Where is Jesus' body? (May 13, 2010)
By Rev. Steve Bagnall

The Ascension is all about Jesus’ body, His flesh! In fact, the entire gospel has been about the body of Jesus. His birth is about God getting a body, God becoming a human being so that He can live the life, so that He can be the perfect Man in our place, as our Substitute.

The devil uses that body against Jesus, tempting Him to use His power to feed His body’s hunger. Jesus’ body gets tired. Jesus’ body is beaten and tortured on Good Friday; His body is nailed to the cross; His body is killed and His body is buried. Jesus took a body so that He could die for us, as the Sacrifice, so that He would have blood to pour out to pay for our sins.

And the Resurrection is about Jesus’ body. Its a strange thing that many people who call themselves Christians, including many preachers in many American and other churches believe that Jesus’ resurrection is not about His body. They claim that His resurrection is only in His spirit, or that resurrection means that his teaching lives on.

Rows from a point annotation dataset:
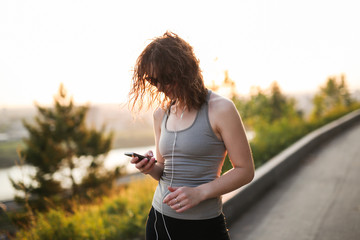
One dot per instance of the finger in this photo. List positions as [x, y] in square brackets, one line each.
[134, 160]
[182, 208]
[142, 163]
[172, 189]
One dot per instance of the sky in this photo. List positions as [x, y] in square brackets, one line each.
[91, 46]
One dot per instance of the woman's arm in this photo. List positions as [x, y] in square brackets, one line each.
[150, 167]
[228, 126]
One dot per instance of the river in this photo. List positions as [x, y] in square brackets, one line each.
[114, 158]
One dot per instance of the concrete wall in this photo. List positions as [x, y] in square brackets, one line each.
[274, 171]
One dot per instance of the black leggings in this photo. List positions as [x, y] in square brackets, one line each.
[214, 228]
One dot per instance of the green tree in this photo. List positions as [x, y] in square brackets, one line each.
[334, 94]
[59, 142]
[274, 120]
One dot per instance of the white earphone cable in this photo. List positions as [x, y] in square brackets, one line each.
[171, 181]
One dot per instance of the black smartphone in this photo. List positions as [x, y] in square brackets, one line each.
[141, 157]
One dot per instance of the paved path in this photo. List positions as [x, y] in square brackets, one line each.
[318, 201]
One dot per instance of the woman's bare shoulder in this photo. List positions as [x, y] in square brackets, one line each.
[219, 104]
[158, 114]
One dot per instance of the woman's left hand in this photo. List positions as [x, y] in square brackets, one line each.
[182, 198]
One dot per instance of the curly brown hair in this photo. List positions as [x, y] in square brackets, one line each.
[167, 64]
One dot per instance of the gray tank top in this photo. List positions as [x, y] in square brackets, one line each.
[198, 157]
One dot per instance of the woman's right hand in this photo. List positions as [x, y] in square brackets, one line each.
[145, 166]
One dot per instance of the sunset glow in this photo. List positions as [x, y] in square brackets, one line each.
[91, 46]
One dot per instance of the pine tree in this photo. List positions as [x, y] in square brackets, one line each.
[59, 142]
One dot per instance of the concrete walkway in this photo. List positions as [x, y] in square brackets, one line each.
[318, 201]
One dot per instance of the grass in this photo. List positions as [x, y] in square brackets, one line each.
[120, 216]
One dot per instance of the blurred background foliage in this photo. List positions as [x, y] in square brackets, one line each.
[99, 209]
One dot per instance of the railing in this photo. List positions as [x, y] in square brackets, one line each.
[274, 171]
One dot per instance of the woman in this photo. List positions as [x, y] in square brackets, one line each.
[194, 129]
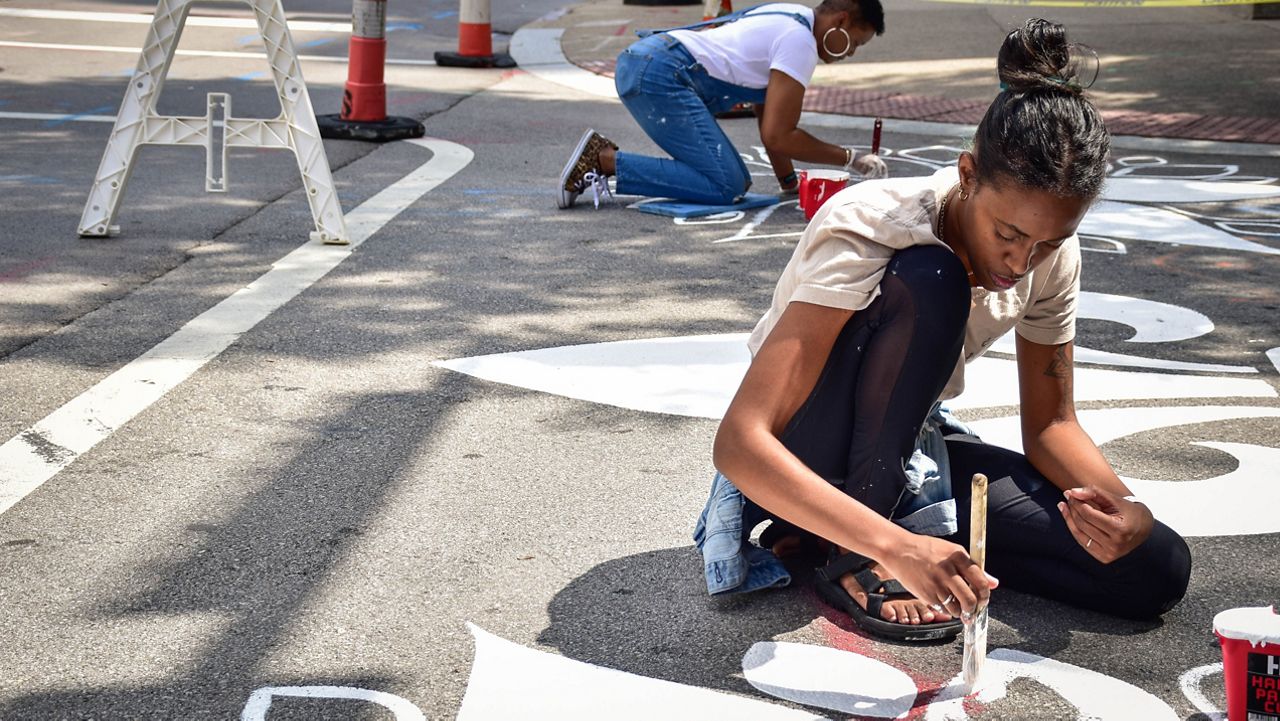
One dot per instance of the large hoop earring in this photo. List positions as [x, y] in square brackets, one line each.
[849, 44]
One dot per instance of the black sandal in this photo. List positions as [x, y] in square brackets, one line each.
[827, 583]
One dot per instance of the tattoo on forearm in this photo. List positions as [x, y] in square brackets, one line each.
[1060, 365]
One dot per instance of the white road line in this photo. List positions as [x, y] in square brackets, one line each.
[140, 18]
[63, 117]
[259, 55]
[41, 451]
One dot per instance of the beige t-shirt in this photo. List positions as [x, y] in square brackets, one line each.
[842, 254]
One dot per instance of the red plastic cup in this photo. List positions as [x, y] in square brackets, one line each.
[817, 187]
[1251, 662]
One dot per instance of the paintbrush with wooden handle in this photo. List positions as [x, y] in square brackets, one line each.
[976, 631]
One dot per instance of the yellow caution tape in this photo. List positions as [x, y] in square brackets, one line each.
[1111, 3]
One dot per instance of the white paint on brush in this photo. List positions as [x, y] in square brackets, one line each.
[1240, 502]
[1095, 696]
[828, 678]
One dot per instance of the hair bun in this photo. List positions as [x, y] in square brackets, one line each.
[1037, 56]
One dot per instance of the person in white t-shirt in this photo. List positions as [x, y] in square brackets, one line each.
[675, 81]
[892, 288]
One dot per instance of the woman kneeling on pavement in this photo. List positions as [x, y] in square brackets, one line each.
[836, 432]
[675, 81]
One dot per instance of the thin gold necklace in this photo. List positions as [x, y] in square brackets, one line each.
[942, 213]
[942, 219]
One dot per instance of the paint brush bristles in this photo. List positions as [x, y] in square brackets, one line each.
[976, 631]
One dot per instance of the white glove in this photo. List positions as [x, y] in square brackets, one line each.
[871, 167]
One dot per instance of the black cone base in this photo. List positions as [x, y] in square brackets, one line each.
[458, 60]
[371, 131]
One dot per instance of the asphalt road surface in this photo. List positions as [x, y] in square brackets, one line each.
[453, 471]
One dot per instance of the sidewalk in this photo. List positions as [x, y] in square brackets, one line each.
[1197, 73]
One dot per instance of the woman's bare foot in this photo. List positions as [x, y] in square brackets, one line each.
[910, 611]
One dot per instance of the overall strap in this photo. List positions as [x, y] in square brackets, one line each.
[730, 18]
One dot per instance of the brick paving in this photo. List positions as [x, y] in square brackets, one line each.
[865, 103]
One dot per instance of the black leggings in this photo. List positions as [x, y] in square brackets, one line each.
[858, 429]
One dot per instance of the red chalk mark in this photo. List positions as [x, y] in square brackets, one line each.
[841, 633]
[26, 269]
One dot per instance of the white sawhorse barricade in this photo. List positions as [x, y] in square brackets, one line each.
[137, 123]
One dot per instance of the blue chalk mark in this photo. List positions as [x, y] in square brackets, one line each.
[71, 117]
[31, 179]
[503, 191]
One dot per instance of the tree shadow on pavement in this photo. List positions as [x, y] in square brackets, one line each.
[650, 615]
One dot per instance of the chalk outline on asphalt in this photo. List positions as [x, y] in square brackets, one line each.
[41, 451]
[538, 51]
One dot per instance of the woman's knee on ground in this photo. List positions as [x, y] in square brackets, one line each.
[1159, 573]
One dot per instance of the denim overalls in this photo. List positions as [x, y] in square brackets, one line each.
[675, 101]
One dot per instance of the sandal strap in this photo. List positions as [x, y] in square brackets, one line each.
[845, 564]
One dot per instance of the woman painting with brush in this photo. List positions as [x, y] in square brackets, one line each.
[675, 81]
[894, 287]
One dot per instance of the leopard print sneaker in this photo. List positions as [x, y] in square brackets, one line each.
[581, 170]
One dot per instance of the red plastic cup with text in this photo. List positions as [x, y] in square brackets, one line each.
[1251, 662]
[817, 187]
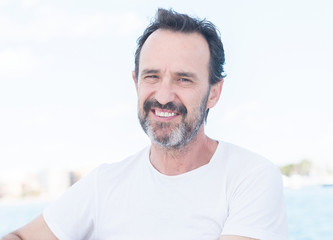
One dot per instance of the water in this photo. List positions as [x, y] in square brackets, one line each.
[310, 213]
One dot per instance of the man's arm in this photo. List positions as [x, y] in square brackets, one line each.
[229, 237]
[35, 230]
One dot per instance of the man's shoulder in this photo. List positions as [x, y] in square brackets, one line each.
[242, 158]
[124, 166]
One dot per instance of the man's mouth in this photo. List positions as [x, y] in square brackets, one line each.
[164, 114]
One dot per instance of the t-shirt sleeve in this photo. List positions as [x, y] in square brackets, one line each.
[71, 216]
[257, 206]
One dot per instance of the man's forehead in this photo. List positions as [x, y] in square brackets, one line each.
[179, 52]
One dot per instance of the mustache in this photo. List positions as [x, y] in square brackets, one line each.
[152, 103]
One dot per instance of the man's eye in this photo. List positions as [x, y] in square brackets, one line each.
[151, 76]
[185, 80]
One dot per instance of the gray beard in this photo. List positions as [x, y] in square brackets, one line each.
[181, 134]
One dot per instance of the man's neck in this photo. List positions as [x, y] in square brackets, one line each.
[195, 154]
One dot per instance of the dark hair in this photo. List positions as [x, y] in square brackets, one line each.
[171, 20]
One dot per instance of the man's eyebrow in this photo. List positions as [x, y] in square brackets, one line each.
[149, 71]
[186, 74]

--- THINGS TO DO ---
- 1) Could you print the sermon about Jesus' body word for word, in full?
- 2) Could you edit the rows from the line containing "One dot per instance of the man's mouth" through the final row, replacing every "man's" with "person's" and leaving everything else the same, and give back only those lines?
The sermon and the rows have nothing to do with each other.

--- RESULTS OF THE TASKS ---
- 1)
Where is Jesus' body? (May 13, 2010)
By Rev. Steve Bagnall

The Ascension is all about Jesus’ body, His flesh! In fact, the entire gospel has been about the body of Jesus. His birth is about God getting a body, God becoming a human being so that He can live the life, so that He can be the perfect Man in our place, as our Substitute.

The devil uses that body against Jesus, tempting Him to use His power to feed His body’s hunger. Jesus’ body gets tired. Jesus’ body is beaten and tortured on Good Friday; His body is nailed to the cross; His body is killed and His body is buried. Jesus took a body so that He could die for us, as the Sacrifice, so that He would have blood to pour out to pay for our sins.

And the Resurrection is about Jesus’ body. Its a strange thing that many people who call themselves Christians, including many preachers in many American and other churches believe that Jesus’ resurrection is not about His body. They claim that His resurrection is only in His spirit, or that resurrection means that his teaching lives on.

- 2)
One dot per instance of the person's mouth in this photo. List positions as [x, y] in square brackets, one line each.
[164, 114]
One dot per instance of the t-shirt sleeve in this photo. List positions as [x, y] in square brackets, one line each.
[71, 216]
[257, 206]
One dot per instance of the person's forehead in this photo. List positions as [x, y] in square brackets, one line each.
[179, 52]
One dot per instance of the mustache in this photo. List positions as [x, y] in square brackets, one line each.
[152, 103]
One dot per instance of the person's eye in this photo. List positions as [x, y] in square brackets, one line each.
[151, 76]
[185, 80]
One dot per instance of the gray beard in this photo. List positions as [x, y] in square brackets, one line each.
[181, 134]
One dot per instance of the person's neck in this photo. List positions as [x, y] in square brackets, one line each.
[195, 154]
One dot per instance of the dark hair in this photo. List positions as [x, y] in square brackets, one line each.
[171, 20]
One dot per instance of the person's eyebrow in this photo. List positions as [x, y] in square brackets, one line each.
[149, 71]
[186, 74]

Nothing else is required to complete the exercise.